§ Directions: Omit all pictures, then print the entries exactly.

§ Exercise data:
* * *

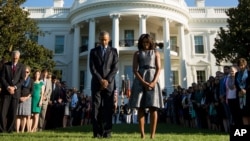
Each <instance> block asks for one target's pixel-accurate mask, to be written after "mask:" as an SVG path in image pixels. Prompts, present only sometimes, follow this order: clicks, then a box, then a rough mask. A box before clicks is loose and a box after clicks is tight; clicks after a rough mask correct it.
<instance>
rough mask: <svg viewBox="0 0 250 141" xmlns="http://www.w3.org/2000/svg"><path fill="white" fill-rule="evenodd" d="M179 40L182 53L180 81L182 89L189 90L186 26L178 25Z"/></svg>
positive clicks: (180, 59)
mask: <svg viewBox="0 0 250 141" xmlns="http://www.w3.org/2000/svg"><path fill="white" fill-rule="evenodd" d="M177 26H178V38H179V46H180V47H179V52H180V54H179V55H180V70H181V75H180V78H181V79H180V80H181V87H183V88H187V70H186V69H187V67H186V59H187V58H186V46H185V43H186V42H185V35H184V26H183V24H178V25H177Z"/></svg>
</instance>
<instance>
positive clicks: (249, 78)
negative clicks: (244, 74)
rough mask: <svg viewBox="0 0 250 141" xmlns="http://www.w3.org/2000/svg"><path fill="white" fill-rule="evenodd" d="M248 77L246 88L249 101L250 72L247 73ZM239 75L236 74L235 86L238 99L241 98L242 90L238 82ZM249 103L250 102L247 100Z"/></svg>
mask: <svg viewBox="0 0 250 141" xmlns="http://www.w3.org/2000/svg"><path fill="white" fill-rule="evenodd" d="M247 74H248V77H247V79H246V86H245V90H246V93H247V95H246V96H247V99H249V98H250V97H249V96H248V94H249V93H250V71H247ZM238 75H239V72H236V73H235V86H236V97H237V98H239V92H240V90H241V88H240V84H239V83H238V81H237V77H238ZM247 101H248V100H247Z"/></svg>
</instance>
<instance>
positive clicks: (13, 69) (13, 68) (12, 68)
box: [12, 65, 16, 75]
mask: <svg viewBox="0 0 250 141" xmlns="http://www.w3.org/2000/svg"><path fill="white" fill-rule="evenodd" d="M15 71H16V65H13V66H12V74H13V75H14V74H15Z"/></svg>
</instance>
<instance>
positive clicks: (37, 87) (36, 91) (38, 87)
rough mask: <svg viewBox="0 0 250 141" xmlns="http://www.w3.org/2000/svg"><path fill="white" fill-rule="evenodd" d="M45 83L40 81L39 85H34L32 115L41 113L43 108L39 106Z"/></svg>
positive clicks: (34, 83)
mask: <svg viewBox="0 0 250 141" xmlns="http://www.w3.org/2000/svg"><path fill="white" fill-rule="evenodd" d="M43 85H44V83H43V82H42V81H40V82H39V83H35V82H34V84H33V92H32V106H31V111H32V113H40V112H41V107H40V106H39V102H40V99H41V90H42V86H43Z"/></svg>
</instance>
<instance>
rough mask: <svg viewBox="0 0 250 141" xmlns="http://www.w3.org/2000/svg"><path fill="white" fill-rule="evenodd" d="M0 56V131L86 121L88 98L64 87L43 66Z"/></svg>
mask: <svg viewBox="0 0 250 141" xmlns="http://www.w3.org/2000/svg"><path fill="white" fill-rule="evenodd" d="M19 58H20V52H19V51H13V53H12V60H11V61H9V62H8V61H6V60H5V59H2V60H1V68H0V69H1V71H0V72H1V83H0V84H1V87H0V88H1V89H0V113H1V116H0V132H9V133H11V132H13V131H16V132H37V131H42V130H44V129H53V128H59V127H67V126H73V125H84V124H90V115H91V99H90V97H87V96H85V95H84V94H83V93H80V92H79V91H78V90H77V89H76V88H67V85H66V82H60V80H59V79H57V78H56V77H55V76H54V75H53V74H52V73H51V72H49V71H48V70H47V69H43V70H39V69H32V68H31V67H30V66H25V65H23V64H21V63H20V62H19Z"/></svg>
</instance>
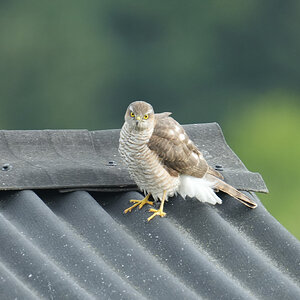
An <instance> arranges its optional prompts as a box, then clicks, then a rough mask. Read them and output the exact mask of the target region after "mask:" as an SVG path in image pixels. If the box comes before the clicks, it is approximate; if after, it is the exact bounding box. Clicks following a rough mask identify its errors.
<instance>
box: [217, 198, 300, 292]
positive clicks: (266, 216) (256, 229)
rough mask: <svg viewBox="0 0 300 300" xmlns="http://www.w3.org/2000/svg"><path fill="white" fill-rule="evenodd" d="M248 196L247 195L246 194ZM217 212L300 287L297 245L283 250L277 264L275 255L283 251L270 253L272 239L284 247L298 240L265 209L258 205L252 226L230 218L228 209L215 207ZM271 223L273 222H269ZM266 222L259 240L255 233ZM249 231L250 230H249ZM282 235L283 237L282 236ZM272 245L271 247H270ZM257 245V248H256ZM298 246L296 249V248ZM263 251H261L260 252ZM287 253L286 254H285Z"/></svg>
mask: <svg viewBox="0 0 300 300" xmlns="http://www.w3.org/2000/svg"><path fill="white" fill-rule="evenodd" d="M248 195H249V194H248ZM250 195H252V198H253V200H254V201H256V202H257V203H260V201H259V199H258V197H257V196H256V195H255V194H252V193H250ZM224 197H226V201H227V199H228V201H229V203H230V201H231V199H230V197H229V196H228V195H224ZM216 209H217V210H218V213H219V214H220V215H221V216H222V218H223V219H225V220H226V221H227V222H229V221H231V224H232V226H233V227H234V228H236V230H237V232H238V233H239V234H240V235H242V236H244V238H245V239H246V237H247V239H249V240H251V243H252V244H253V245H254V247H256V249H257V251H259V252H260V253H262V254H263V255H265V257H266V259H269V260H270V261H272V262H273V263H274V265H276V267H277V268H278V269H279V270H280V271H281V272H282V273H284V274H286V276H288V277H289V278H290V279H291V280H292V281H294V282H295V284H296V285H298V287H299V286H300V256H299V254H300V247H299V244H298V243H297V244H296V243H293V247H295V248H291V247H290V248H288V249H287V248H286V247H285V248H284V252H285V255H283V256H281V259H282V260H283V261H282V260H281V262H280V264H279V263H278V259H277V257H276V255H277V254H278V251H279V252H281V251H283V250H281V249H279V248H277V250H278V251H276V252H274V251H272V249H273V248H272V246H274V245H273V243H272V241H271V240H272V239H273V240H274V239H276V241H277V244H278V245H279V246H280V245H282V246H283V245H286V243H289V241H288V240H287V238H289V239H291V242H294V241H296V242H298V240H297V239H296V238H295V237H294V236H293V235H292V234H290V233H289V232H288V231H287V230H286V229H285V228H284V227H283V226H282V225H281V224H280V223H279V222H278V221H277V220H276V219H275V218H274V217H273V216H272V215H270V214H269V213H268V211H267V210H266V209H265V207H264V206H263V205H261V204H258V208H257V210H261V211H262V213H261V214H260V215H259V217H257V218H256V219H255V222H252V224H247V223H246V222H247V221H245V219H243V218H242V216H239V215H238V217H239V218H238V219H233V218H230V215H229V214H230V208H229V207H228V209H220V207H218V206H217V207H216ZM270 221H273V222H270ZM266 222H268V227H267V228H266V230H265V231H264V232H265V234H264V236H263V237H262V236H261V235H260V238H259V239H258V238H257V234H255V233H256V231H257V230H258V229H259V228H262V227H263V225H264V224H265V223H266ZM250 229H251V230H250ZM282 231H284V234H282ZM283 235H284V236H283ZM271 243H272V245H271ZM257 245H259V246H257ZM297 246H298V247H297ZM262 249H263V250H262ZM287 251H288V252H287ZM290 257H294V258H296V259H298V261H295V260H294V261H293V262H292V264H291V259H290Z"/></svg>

* * *

§ Solved problem:
Each <instance> block asks for one target's pixel-accurate mask, to be written after "mask:" as an SVG path in image pixels. Prompts, present only sometimes, follow this order: clicks, then a box, then a rough mask. A box before clicks is loose and a box after clicks is tight; clicks after a rough mask correct it.
<instance>
rough mask: <svg viewBox="0 0 250 141" xmlns="http://www.w3.org/2000/svg"><path fill="white" fill-rule="evenodd" d="M179 40L182 53L180 81L182 89L189 90L186 26L178 25Z"/></svg>
positive clicks: (180, 59)
mask: <svg viewBox="0 0 250 141" xmlns="http://www.w3.org/2000/svg"><path fill="white" fill-rule="evenodd" d="M177 26H178V38H179V46H180V47H179V52H180V54H179V55H180V70H181V75H180V78H181V79H180V80H181V87H183V88H187V70H186V69H187V67H186V59H187V58H186V46H185V43H186V42H185V35H184V26H183V24H178V25H177Z"/></svg>
</instance>
<instance>
positive clicks: (249, 78)
negative clicks: (244, 74)
rough mask: <svg viewBox="0 0 250 141" xmlns="http://www.w3.org/2000/svg"><path fill="white" fill-rule="evenodd" d="M248 77L246 88L249 101L250 72L247 73ZM239 75L236 74L235 86L238 99L241 98L242 90L238 82ZM249 103L250 102L247 100Z"/></svg>
mask: <svg viewBox="0 0 250 141" xmlns="http://www.w3.org/2000/svg"><path fill="white" fill-rule="evenodd" d="M247 74H248V77H247V79H246V86H245V90H246V93H247V95H246V96H247V99H249V98H250V97H249V96H248V94H249V93H250V71H247ZM238 75H239V72H236V73H235V86H236V97H237V98H239V92H240V90H241V88H240V84H239V83H238V81H237V77H238ZM247 101H248V100H247Z"/></svg>
</instance>
<instance>
positive clicks: (13, 69) (13, 68) (12, 68)
box: [12, 65, 16, 75]
mask: <svg viewBox="0 0 250 141" xmlns="http://www.w3.org/2000/svg"><path fill="white" fill-rule="evenodd" d="M15 71H16V65H13V66H12V74H13V75H14V74H15Z"/></svg>
</instance>
<instance>
positive clicks: (37, 87) (36, 91) (38, 87)
rough mask: <svg viewBox="0 0 250 141" xmlns="http://www.w3.org/2000/svg"><path fill="white" fill-rule="evenodd" d="M45 83L40 81L39 85H34L32 115L41 113L43 108L39 106Z"/></svg>
positive clicks: (34, 83)
mask: <svg viewBox="0 0 250 141" xmlns="http://www.w3.org/2000/svg"><path fill="white" fill-rule="evenodd" d="M43 85H44V83H43V82H42V81H40V82H39V83H35V82H34V84H33V92H32V106H31V111H32V113H40V112H41V107H40V106H39V102H40V99H41V90H42V86H43Z"/></svg>
</instance>
<instance>
rough mask: <svg viewBox="0 0 250 141" xmlns="http://www.w3.org/2000/svg"><path fill="white" fill-rule="evenodd" d="M0 56V131L86 121L88 98L64 87L43 66Z"/></svg>
mask: <svg viewBox="0 0 250 141" xmlns="http://www.w3.org/2000/svg"><path fill="white" fill-rule="evenodd" d="M19 58H20V52H19V51H13V53H12V60H11V61H9V62H8V61H6V60H5V59H2V60H1V68H0V69H1V71H0V72H1V83H0V84H1V87H0V88H1V89H0V113H1V116H0V132H9V133H11V132H13V131H16V132H37V131H42V130H44V129H53V128H59V127H67V126H73V125H84V124H90V115H91V99H90V97H87V96H85V95H84V94H83V93H80V92H79V91H78V90H77V89H76V88H67V85H66V82H60V80H59V79H57V78H56V77H55V76H54V75H53V74H52V73H51V72H49V71H48V70H47V69H43V70H39V69H32V68H31V67H30V66H25V65H23V64H21V63H20V62H19Z"/></svg>
</instance>
An <instance> arranges its optional prompts as a box, then clicks, then a rough mask. Read them and output the exact mask of the target region after "mask:" as an SVG path in image pixels. If the box comes before the clicks, it is approximate; if after, it is the exact bounding box. Clicks following a rough mask identify its errors.
<instance>
box: [217, 198, 300, 292]
positive clicks: (266, 216) (256, 229)
rough mask: <svg viewBox="0 0 300 300" xmlns="http://www.w3.org/2000/svg"><path fill="white" fill-rule="evenodd" d="M248 196L247 195L246 194ZM217 212L300 287L297 245L283 250L277 264L275 255L283 251L270 253L272 239L284 247L298 240L265 209L258 205L252 226L230 218L228 209L215 207ZM271 223L273 222H269ZM266 222L259 240L255 233ZM249 231L250 230H249ZM282 235L283 237L282 236ZM272 245L271 247H270ZM257 245V248H256ZM298 246L296 249V248ZM263 251H261L260 252ZM287 253L286 254H285Z"/></svg>
mask: <svg viewBox="0 0 300 300" xmlns="http://www.w3.org/2000/svg"><path fill="white" fill-rule="evenodd" d="M248 195H249V194H248ZM250 195H252V198H253V200H254V201H256V202H257V203H260V201H259V199H258V197H257V196H256V195H255V194H252V193H250ZM224 197H226V201H227V199H228V201H229V203H230V201H231V199H230V197H229V196H228V195H224ZM216 209H217V210H218V213H219V214H220V215H221V216H222V218H223V219H225V220H226V221H227V222H229V221H231V224H232V226H233V227H234V228H236V230H237V232H238V233H239V234H240V235H242V236H244V238H245V239H246V237H247V239H249V240H251V243H252V244H253V245H254V247H256V249H257V251H259V252H260V253H262V254H263V255H265V257H266V259H269V260H270V261H272V262H273V263H274V265H276V267H277V268H278V269H279V270H280V271H281V272H282V273H284V274H286V276H288V277H289V278H290V279H291V280H292V281H294V282H295V284H296V285H298V287H299V286H300V256H299V254H300V247H299V244H298V243H297V244H296V243H293V247H295V248H291V247H290V248H288V249H287V248H286V247H285V248H284V252H285V255H283V256H281V259H282V260H283V261H282V260H281V262H280V264H279V263H278V259H277V257H276V255H277V254H278V251H279V252H281V251H283V250H281V249H279V248H277V250H278V251H276V252H274V251H272V249H273V248H272V246H274V245H273V243H272V241H271V240H272V239H273V240H274V239H276V241H277V244H278V245H279V246H280V245H282V246H283V245H286V243H289V241H288V240H287V238H289V239H291V242H294V241H296V242H298V240H297V239H296V238H295V237H294V236H293V235H292V234H290V233H289V232H288V231H287V230H286V229H285V228H284V227H283V226H282V225H281V224H280V223H279V222H278V221H277V220H276V219H275V218H274V217H273V216H272V215H270V214H269V213H268V211H267V210H266V209H265V207H264V206H263V205H261V204H258V208H257V210H261V211H262V213H261V214H260V215H259V217H257V218H256V219H255V222H252V224H247V223H246V222H247V221H245V219H243V218H242V216H239V215H238V217H239V218H238V219H233V218H230V215H229V214H230V208H229V207H228V209H220V207H218V206H217V207H216ZM270 221H273V222H270ZM266 222H268V227H267V228H266V230H265V231H264V232H265V234H264V236H263V237H262V236H261V235H260V238H259V239H258V238H257V234H255V233H256V231H257V230H258V229H259V228H262V227H263V225H264V224H265V223H266ZM250 229H251V230H250ZM282 231H284V234H282ZM283 235H284V236H283ZM271 243H272V245H271ZM257 245H259V246H257ZM297 246H298V247H297ZM262 249H263V250H262ZM287 251H288V252H287ZM290 257H294V258H296V259H298V261H295V260H294V261H293V262H292V264H291V259H290Z"/></svg>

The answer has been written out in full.